Set task A:
Count the lines of the entries that contain the string "distant", and reply with the number alone.

Extract to read:
DES takes only 2^56 trials for complete key search. 2-DES is only marginally harder to break than DES, taking 2^57 with a divide-and-conquer/meet-in-the-middle approach. Still in common use is 3-DES, sometimes with k1=k3. Full 3-DES needs 2^112 steps to break, there are some more weaknesses in 2-key 3-DES. This concludes the symmetric-key cryptography part of the course.

After setting up public key crypto for public-key encryption and signatures, we covered schoolbook RSA encryption and why it works. We also covered one pitfall of schoolbook RSA which happens because of too small exponents and lack of padding. We'll see more attacks in this scenario on Thursday (exercise and lecture). This is a good moment to brush up some mathematics, we need Fermat's little theorem, XGCD, and the Chinese Remainder theorem. If you don't remember how to compute exponentiations with the square-and multiply method you should also revive that; note that for modular exponenetiation it is important to compute a reduction after every squaring or multiplication to avoid having the results get too large. Try this on your pocket calculator to get immediate feedback on what I mean or see your computer running out of memory when computing m^d for large m and d. There is a YouTube video from the 2020 edition of this course on exponentiation. The slides are here. For CRT see video and slides.

Pictures of black boards are here.

15 Dec 2022
Here is the exercise sheet for block 5 and 6: exercise-5.pdf.

We covered RSA signatures and that RSA is atypical in that decryption matches signing and encyprion matches verification. Normally such operations are very different (apart from the general data flow that the former need the private key and the latter the public key.
We covered some more weaknesses of schoolbook RSA encryption: If e receipients all use public exponent e (and their own moduli n_i) then one can recover m^e modulo the product of the moduli which is m^e as an integer (without reduction) from which one can compute the integer e-th root with a normal calculator. I showed an example for e=3 on the last page of these slides.

Available records:
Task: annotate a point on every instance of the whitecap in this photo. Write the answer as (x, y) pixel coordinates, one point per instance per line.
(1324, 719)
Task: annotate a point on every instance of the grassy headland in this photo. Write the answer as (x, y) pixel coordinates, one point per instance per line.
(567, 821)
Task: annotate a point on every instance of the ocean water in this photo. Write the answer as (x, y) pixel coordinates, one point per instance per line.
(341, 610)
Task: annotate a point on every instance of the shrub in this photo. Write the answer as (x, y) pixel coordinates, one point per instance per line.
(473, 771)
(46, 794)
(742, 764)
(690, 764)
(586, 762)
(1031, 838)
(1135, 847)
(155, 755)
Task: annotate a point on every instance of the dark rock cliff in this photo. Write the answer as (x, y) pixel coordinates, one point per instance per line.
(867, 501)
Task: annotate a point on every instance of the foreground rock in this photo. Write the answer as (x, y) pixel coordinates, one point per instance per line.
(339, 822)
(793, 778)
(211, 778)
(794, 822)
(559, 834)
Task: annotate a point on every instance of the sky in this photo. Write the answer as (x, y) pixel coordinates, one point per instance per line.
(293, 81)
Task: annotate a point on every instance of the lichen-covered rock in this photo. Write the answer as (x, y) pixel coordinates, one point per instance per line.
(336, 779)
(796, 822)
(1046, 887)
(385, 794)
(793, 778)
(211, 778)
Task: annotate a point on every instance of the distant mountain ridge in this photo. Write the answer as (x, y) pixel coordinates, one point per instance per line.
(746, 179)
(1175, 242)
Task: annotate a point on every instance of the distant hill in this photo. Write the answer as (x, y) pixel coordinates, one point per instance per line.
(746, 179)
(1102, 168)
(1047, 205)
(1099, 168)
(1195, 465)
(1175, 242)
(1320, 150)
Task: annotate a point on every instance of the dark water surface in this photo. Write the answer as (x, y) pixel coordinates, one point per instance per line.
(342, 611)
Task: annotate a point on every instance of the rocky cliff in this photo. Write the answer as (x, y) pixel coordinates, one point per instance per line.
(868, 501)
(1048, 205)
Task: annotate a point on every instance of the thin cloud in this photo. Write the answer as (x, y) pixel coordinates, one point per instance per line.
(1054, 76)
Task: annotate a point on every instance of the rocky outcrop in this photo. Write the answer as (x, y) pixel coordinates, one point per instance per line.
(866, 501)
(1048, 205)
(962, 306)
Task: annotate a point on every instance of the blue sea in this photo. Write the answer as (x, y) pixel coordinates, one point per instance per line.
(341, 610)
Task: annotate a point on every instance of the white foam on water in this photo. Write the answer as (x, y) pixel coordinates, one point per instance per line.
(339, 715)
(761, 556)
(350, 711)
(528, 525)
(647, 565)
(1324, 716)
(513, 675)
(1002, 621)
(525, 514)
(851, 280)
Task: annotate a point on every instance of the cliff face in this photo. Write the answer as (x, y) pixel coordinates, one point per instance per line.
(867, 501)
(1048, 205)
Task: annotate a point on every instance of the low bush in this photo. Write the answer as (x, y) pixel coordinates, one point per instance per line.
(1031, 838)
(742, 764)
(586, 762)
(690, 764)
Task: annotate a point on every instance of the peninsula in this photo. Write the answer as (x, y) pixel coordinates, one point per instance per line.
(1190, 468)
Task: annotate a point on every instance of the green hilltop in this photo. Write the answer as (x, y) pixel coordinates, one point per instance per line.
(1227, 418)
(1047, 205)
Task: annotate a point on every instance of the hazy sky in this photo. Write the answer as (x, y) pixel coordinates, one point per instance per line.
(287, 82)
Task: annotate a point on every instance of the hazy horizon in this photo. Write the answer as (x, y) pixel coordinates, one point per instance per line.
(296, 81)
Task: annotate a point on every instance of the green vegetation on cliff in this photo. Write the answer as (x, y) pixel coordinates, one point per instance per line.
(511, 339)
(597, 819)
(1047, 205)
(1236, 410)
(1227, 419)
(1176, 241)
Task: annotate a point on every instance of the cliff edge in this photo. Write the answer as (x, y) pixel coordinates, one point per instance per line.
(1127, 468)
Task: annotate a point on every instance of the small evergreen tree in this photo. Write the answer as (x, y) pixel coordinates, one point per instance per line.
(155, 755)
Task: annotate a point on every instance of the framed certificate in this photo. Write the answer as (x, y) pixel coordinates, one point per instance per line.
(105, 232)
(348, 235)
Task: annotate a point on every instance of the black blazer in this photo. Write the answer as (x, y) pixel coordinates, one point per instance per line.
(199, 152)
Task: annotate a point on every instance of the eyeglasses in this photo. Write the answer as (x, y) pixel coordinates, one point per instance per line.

Set task B:
Based on the cryptography course notes, state whether each statement below agrees with them, answering yes or no and quoting the deciding words: (i) 2-DES can be broken in 2^57 trials with a meet-in-the-middle approach; (ii) full 3-DES needs 2^56 steps to break; (iii) in modular exponentiation, the reduction should be done only once, after the final multiplication.

Task result A:
2

Task result B:
(i) Yes: "2-DES is only marginally harder to break than DES, taking 2^57 with a divide-and-conquer/meet-in-the-middle approach."
(ii) No: "Full 3-DES needs 2^112 steps to break"
(iii) No: "for modular exponenetiation it is important to compute a reduction after every squaring or multiplication to avoid having the results get too large."